── INPUT MATERIAL

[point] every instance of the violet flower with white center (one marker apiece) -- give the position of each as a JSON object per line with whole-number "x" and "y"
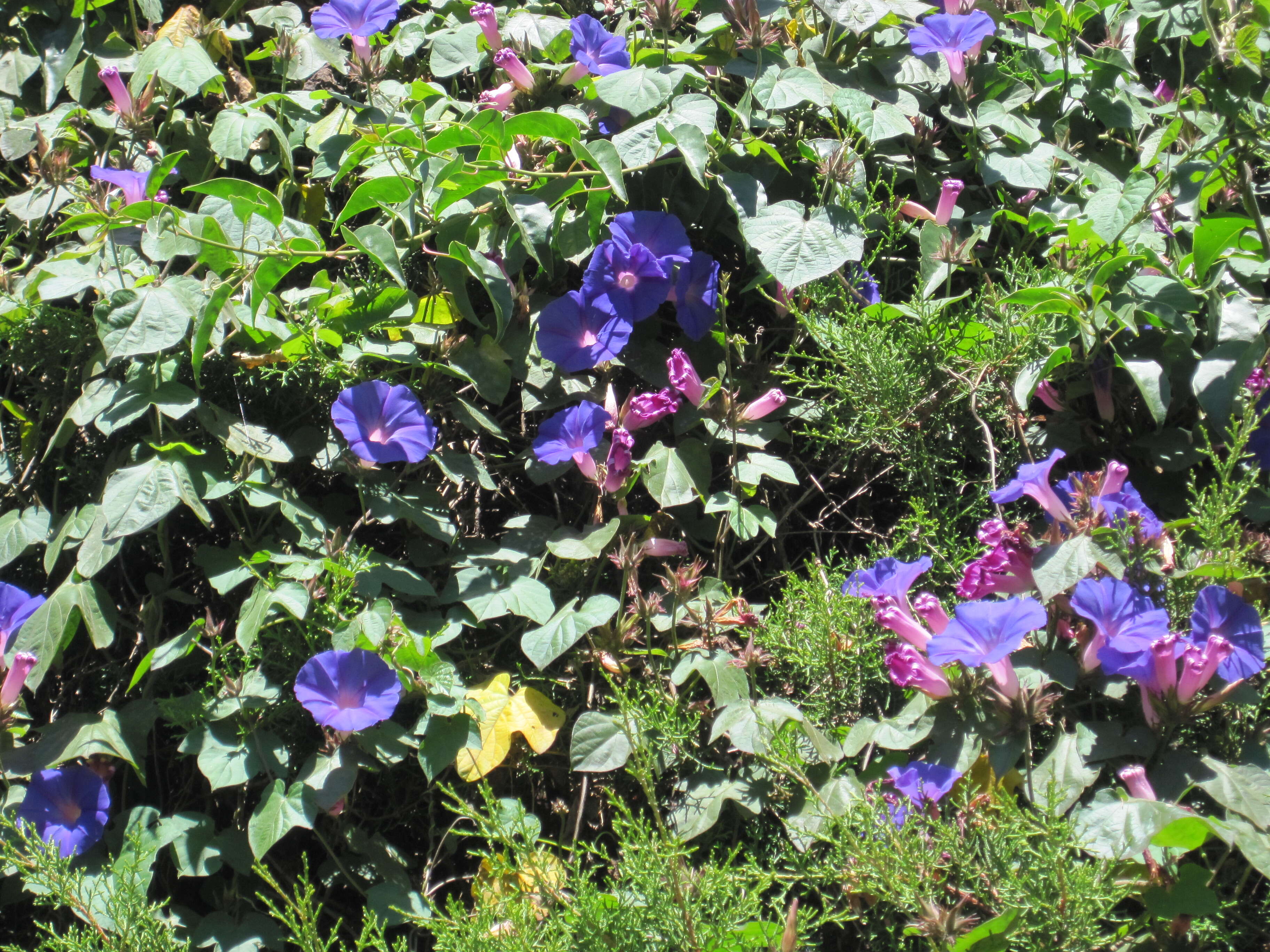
{"x": 768, "y": 404}
{"x": 685, "y": 379}
{"x": 348, "y": 691}
{"x": 930, "y": 611}
{"x": 986, "y": 634}
{"x": 384, "y": 423}
{"x": 1033, "y": 480}
{"x": 571, "y": 433}
{"x": 595, "y": 50}
{"x": 630, "y": 281}
{"x": 646, "y": 409}
{"x": 498, "y": 98}
{"x": 893, "y": 617}
{"x": 1199, "y": 666}
{"x": 1135, "y": 777}
{"x": 577, "y": 334}
{"x": 16, "y": 609}
{"x": 486, "y": 16}
{"x": 618, "y": 468}
{"x": 133, "y": 183}
{"x": 357, "y": 19}
{"x": 68, "y": 807}
{"x": 1218, "y": 611}
{"x": 910, "y": 668}
{"x": 517, "y": 72}
{"x": 16, "y": 680}
{"x": 953, "y": 36}
{"x": 119, "y": 90}
{"x": 887, "y": 578}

────

→ WORK TASK
Copy the whole of the material above exactly, but not its images.

→ SOLVED PROBLEM
[point] every instance of the violet flower with white center (one marker apiece) -- give the position of each as a JSON object per line with whole-number "x" and "y"
{"x": 768, "y": 404}
{"x": 685, "y": 379}
{"x": 348, "y": 691}
{"x": 930, "y": 611}
{"x": 986, "y": 634}
{"x": 384, "y": 423}
{"x": 1033, "y": 480}
{"x": 571, "y": 433}
{"x": 595, "y": 50}
{"x": 630, "y": 281}
{"x": 646, "y": 409}
{"x": 498, "y": 98}
{"x": 893, "y": 617}
{"x": 1199, "y": 666}
{"x": 1135, "y": 777}
{"x": 577, "y": 334}
{"x": 16, "y": 609}
{"x": 486, "y": 16}
{"x": 618, "y": 468}
{"x": 133, "y": 183}
{"x": 357, "y": 19}
{"x": 68, "y": 807}
{"x": 1218, "y": 611}
{"x": 910, "y": 668}
{"x": 517, "y": 72}
{"x": 16, "y": 680}
{"x": 953, "y": 36}
{"x": 119, "y": 90}
{"x": 887, "y": 578}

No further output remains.